• **Source extract**:

——

Sunday, June 17, 2012

Human and other living creatures

From the time when human beings first began to grow crops and live in settled communities, their numbers increased fairly steadily until about 1700. Shortly after this the industrial revolution led to a doubling of the population in about 100 tears. In 1800 the world‘s population was around one billion.

By 1990, the numbers had risen to over five billion people will be looking for shelter and food somewhere on the earth. One species cannot increase explosively without affecting all the others. Since about 1700, at least 300 species of vertebrates have become extinct. Now a days we can observe in detail most creatures that are being lost, and the estimate is between 50 and 100 species a day. If the present trend continues at least a quarter of all living things will have disappeared before the human population reaches its levels out, probably in the middle of 21st century.

Monday, June 11, 2012

Extinction of Plants


Plant extinctions have followed the same pattern as animal extinctions. Destruction of environment, particularly on isolated islands, has led to the most dramatic losses. On Hawaii, for example, about 300 plant species have become extinct within the last 300 years. On St. Helena, only 20 of over 100 species of native plants survive and of these 15 are in danger of extinction. It is said that of Barbados all native trees were felled within 40 years of the island’s discovery by European.
Just as an animal species may depend on one plant for survival, the reverses may also be true. For instant, the dodo tree, once abundant in Mauritius, has been reduced to 13 very aged trees since the extinction of the dodo, which ate and dispersed its seeds.
Commercially valuable plants have often been exterminated by over exploitation. Mauritius ebony and Sanfernandez sandalwood are both extinct, examples of felling without provision for regrowth. The wine palm of Dominica, tapped to make spirit in a way that killed it, became extinct in the 1920s.
Habitat destruction is the greatest threat to plant and animal species worldwide. In some cases, such as felling of tropical forests or draining of wetlands, damage is frequently done under the impression that the environment is being improved for human food production or habitation. In others, lack of understanding of the importance of particular environment in the life cycles of certain species has led to their downfall. Drainage of mangrove swamps, nurseries for many kinds of fish.

——

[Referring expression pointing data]
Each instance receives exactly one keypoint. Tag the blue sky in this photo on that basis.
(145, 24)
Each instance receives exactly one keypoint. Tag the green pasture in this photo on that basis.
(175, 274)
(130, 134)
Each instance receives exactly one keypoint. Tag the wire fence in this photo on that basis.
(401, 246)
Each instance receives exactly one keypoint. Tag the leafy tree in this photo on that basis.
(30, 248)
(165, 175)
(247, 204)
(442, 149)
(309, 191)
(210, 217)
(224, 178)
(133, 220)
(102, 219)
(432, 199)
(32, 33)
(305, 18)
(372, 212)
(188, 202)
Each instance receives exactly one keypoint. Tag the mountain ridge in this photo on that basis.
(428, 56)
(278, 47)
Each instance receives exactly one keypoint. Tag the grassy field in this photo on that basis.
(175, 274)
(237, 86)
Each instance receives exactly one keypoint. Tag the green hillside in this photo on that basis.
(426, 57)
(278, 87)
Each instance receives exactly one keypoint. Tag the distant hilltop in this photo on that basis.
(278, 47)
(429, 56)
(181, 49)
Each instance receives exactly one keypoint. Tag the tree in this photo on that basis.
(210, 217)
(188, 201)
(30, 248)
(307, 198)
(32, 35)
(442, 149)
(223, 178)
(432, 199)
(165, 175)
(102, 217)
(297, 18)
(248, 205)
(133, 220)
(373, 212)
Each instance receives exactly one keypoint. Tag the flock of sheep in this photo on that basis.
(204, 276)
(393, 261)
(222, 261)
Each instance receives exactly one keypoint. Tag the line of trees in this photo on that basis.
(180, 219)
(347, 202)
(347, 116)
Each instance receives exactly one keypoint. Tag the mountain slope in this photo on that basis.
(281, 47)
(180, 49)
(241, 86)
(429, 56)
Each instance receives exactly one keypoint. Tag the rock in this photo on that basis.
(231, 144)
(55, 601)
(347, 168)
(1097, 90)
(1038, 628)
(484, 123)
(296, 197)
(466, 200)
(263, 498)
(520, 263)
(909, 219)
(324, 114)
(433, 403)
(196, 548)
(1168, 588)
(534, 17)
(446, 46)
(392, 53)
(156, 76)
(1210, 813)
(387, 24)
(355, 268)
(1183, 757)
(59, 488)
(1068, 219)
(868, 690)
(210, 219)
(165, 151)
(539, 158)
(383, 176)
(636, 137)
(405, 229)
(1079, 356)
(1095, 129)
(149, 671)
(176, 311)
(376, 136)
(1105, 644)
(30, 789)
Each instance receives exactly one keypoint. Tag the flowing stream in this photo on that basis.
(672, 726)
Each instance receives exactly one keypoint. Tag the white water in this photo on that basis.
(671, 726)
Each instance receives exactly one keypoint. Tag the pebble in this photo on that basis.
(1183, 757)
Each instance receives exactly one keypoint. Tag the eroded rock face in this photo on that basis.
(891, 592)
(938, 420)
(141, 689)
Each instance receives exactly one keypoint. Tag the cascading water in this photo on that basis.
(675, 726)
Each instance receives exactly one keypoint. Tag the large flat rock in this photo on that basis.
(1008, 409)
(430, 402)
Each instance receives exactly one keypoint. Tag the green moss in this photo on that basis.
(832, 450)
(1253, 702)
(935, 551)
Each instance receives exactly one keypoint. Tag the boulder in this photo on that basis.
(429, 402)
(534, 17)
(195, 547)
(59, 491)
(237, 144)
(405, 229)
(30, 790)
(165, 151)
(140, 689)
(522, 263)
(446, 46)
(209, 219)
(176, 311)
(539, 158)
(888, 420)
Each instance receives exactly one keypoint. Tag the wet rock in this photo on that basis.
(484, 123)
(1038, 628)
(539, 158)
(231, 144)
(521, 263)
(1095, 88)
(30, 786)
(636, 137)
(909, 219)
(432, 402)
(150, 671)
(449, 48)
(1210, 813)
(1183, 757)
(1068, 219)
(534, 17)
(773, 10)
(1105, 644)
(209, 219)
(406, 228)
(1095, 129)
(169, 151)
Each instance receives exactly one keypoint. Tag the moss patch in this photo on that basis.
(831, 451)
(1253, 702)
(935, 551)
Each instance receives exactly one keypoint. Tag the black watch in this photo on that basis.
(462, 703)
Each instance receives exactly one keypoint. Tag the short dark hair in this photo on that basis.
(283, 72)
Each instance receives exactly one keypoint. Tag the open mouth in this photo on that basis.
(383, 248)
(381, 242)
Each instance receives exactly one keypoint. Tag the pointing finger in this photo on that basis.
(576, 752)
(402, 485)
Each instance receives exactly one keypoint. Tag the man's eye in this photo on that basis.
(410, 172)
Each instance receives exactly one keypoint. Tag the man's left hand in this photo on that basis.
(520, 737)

——

• **Work instructions**:
• A. Retype a portion of the extinction excerpt, beginning at the words "Monday, June 11, 2012" and stopping after "discovery by European.".
• B. Continue the extinction excerpt from its last sentence.
The rows play no part in what is asked here.

• **Task-by-task answers**:
• A.
Monday, June 11, 2012

Extinction of Plants


Plant extinctions have followed the same pattern as animal extinctions. Destruction of environment, particularly on isolated islands, has led to the most dramatic losses. On Hawaii, for example, about 300 plant species have become extinct within the last 300 years. On St. Helena, only 20 of over 100 species of native plants survive and of these 15 are in danger of extinction. It is said that of Barbados all native trees were felled within 40 years of the island’s discovery by European.

• B.
Tuesday, June 5, 2012

Domesticated Animals


When an animal species is domesticated, it is changed in many ways from its wild ancestors. it may become bigger, stronger and more fecund than the ancestral form. Remaining wild animals are regarded as weeds to be intractable and may have characteristics that have been bred out over generations.

Camel: Date of first domestication uncertain, perhaps by 4000BC. Dromedary, one humped camel unknown as a wild animal. Bactrian camels endangered.

Cat: First domesticated before 1500 BC. Now greatly reduced in the wild.

Cow: Firstly domesticated about 400BC. The wild ancestor, the aurochs, became extinct before 1630.

Donkey: First domesticated about 3500BC. Now extinct over almost all of its former range. Remaining wild asses endangered.

Goat: First domesticated about 7000BC. Now found only in the most remote mountainous areas.

Horse: First domesticated about 3500 BC. Now extinct in the wild: several hundred przewalski’s horses survive in zoos round the world.
Pig: First domesticated about 7000BC. Almost, the only domestic animal that still survives in significant number in the wild.

Sheep: First domesticated about 8000BC. In Europe reduced to wild populations in Corsica and Sardinia. Elsewhere found in remote mountain areas.

Wolf: The first animal to be domesticated, before 10,000 BC. Once the most widespread mammal now reduced to strongholds in remote places. No longer found in most of Europe; numbered in tens in those western European countries where it survives.

Domesticated animals would seem to be in the least danger of extinction. However, in a world where efficiency of production rules supreme, many domestic breeds, slower in growth or less productive in the amounts of meat or milk they provide, have disappeared in recent years. Attempts are now being made to rescue the genetic heritage they represent, for they may be of use in the development of future breeds.